Data items:

____

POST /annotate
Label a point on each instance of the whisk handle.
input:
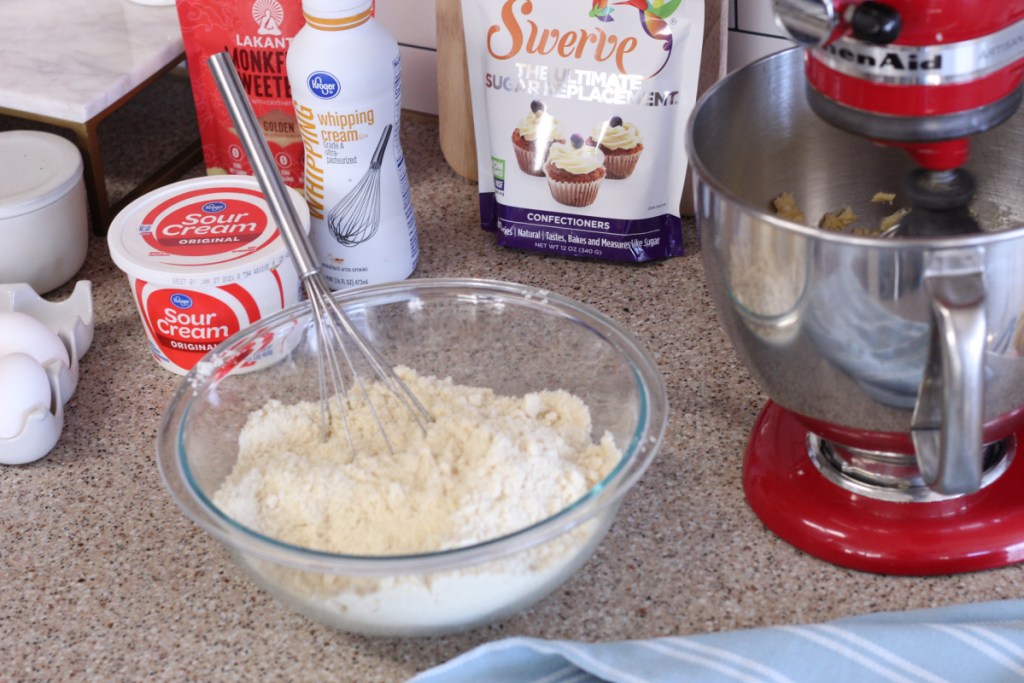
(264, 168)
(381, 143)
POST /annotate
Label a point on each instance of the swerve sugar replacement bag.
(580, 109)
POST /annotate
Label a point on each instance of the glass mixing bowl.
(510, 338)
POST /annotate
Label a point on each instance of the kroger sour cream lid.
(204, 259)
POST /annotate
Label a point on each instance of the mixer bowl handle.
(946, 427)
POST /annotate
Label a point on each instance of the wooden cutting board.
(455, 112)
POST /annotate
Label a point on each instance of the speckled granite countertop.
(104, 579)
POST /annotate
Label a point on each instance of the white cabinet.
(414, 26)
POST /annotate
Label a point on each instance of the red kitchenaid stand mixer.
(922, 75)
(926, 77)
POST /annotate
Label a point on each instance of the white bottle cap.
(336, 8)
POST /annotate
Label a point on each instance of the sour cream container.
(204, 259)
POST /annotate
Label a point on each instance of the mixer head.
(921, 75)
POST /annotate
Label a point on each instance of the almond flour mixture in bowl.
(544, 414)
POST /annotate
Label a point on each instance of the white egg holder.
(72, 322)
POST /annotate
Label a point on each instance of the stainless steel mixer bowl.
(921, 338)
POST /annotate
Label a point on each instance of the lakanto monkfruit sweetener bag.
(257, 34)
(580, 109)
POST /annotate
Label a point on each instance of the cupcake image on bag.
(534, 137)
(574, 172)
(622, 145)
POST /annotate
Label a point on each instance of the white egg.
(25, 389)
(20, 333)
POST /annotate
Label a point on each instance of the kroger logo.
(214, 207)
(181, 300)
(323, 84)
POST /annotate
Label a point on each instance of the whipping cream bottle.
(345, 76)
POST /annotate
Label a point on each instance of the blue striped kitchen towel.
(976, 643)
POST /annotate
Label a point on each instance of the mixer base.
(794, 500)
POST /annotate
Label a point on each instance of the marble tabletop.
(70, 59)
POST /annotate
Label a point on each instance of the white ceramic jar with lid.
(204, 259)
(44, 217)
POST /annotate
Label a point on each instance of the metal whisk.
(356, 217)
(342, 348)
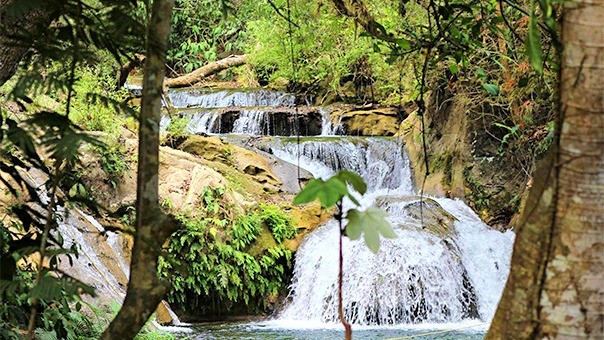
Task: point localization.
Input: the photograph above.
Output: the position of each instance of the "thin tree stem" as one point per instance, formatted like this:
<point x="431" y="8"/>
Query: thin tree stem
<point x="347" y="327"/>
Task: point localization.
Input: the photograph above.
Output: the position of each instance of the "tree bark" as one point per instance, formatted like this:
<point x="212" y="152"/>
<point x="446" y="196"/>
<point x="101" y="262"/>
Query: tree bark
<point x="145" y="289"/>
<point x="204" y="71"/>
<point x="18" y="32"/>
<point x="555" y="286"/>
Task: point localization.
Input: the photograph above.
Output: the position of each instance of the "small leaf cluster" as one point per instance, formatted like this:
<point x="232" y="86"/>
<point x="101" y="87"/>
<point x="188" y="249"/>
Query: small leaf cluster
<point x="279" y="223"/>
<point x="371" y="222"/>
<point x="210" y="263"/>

____

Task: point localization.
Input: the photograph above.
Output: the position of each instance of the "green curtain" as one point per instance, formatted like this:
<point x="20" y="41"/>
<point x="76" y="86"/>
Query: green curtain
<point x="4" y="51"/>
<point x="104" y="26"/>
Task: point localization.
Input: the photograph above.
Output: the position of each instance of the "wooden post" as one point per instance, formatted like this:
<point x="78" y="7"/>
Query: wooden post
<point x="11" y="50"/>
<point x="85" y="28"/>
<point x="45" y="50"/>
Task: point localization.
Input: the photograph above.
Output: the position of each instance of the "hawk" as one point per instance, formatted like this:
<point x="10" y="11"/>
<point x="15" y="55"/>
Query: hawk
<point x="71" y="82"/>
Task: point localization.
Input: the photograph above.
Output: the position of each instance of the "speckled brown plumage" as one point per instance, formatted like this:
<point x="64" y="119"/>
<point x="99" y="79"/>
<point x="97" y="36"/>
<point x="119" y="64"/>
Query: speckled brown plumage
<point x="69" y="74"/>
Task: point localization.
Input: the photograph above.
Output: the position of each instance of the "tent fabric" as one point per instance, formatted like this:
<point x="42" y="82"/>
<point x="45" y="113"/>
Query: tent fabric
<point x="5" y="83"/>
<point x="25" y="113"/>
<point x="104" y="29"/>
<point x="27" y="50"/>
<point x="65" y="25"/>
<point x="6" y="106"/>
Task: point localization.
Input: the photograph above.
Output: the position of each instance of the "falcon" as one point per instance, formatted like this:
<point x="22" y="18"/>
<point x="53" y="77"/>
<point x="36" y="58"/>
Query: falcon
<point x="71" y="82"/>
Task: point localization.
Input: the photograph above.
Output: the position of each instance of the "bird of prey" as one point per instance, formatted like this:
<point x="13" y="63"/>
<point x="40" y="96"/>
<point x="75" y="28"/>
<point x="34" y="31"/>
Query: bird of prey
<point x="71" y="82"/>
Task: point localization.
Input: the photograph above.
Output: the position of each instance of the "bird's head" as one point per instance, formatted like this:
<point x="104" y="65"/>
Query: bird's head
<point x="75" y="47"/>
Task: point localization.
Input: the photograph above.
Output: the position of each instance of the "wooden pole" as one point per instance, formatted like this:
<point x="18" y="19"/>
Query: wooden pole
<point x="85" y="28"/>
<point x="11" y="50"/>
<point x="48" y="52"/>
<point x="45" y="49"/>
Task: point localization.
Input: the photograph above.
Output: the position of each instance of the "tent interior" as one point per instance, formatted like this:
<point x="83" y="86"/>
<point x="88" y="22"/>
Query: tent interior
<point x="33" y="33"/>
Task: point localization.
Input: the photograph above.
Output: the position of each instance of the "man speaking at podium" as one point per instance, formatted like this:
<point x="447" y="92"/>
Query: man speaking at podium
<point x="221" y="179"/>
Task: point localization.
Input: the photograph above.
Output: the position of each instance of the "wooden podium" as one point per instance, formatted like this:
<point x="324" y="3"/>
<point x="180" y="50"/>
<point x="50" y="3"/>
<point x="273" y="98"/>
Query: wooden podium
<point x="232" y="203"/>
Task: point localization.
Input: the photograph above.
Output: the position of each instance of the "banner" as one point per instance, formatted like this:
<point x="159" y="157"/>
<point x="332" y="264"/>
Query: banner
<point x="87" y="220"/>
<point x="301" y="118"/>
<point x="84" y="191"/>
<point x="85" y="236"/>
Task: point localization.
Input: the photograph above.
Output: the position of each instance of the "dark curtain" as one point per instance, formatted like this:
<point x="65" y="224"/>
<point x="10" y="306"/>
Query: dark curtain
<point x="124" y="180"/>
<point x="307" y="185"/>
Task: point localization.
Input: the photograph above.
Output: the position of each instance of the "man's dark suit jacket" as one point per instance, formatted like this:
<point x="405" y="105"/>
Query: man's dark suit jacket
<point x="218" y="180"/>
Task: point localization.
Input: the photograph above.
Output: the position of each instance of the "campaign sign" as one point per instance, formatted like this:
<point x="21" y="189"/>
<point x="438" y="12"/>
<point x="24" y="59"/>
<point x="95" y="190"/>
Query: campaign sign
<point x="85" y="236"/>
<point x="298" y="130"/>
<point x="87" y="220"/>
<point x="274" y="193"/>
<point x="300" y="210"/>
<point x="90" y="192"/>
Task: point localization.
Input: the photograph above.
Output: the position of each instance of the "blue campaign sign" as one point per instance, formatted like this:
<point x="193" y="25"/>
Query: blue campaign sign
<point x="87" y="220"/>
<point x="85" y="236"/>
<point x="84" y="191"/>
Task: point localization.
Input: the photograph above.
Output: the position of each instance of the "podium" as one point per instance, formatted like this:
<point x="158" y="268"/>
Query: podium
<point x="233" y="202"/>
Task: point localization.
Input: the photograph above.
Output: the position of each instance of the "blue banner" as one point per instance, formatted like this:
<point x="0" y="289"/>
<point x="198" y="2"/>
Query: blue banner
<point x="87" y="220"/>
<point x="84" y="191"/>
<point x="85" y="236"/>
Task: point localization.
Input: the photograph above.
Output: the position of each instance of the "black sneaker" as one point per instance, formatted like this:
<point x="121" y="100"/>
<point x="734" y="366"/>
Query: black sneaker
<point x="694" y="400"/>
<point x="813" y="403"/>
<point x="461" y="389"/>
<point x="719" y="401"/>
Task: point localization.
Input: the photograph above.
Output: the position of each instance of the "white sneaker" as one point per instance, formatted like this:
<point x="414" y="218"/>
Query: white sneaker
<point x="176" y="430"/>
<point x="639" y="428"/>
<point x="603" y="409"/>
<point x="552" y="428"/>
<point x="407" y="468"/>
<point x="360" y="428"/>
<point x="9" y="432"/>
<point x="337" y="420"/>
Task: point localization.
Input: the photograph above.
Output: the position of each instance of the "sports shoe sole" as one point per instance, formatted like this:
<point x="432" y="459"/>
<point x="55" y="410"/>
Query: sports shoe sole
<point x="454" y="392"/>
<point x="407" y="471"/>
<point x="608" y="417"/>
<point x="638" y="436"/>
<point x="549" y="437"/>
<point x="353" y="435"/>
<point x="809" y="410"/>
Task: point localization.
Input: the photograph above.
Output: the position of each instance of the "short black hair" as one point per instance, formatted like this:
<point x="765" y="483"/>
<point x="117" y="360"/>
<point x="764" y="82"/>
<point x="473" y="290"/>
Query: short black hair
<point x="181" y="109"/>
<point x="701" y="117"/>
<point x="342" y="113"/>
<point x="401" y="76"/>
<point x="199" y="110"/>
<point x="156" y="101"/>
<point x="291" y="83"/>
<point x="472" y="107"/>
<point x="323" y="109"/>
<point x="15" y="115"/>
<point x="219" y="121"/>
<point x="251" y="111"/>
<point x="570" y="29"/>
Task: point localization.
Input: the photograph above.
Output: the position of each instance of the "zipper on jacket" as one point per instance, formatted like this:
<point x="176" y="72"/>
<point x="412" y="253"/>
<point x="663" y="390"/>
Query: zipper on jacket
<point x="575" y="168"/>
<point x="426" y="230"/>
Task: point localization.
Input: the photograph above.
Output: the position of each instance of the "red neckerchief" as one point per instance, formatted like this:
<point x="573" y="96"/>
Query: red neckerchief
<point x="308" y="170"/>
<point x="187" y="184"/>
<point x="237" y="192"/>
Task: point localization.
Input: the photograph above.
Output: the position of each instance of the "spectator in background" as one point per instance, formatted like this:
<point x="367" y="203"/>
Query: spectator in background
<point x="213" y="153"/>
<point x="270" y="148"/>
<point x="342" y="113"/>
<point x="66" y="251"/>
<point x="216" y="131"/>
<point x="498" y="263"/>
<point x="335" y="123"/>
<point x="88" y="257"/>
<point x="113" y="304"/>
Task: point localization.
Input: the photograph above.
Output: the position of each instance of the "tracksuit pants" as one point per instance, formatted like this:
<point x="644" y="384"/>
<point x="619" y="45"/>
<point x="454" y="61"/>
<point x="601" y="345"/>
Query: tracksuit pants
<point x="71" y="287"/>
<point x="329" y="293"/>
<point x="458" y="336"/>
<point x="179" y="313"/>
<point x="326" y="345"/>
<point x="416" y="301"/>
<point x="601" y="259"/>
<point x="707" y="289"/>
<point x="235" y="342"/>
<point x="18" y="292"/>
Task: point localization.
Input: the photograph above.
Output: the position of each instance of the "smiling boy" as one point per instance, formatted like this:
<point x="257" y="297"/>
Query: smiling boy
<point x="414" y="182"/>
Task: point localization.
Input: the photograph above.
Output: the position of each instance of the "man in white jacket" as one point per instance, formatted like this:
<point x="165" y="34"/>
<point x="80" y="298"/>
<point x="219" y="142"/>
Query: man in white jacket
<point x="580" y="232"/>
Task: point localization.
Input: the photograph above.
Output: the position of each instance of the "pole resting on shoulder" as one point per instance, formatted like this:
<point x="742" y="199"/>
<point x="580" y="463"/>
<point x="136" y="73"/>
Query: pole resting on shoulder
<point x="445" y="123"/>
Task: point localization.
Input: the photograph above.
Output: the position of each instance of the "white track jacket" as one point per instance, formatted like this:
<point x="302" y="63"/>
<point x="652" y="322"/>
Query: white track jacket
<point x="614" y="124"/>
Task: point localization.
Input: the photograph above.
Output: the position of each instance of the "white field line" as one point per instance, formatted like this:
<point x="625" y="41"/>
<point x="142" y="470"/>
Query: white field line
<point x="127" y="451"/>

____

SET EXERCISE:
Find every line in the data items above that contains the word "campaign", and copy each one. Case counts.

OUTPUT:
Output: the position of each instance of the "campaign sign" as one point per instance, formatted like this:
Query: campaign sign
Output: the position of each instance of the "blue campaign sign" as one point per instance, formatted like this:
Query: blue campaign sign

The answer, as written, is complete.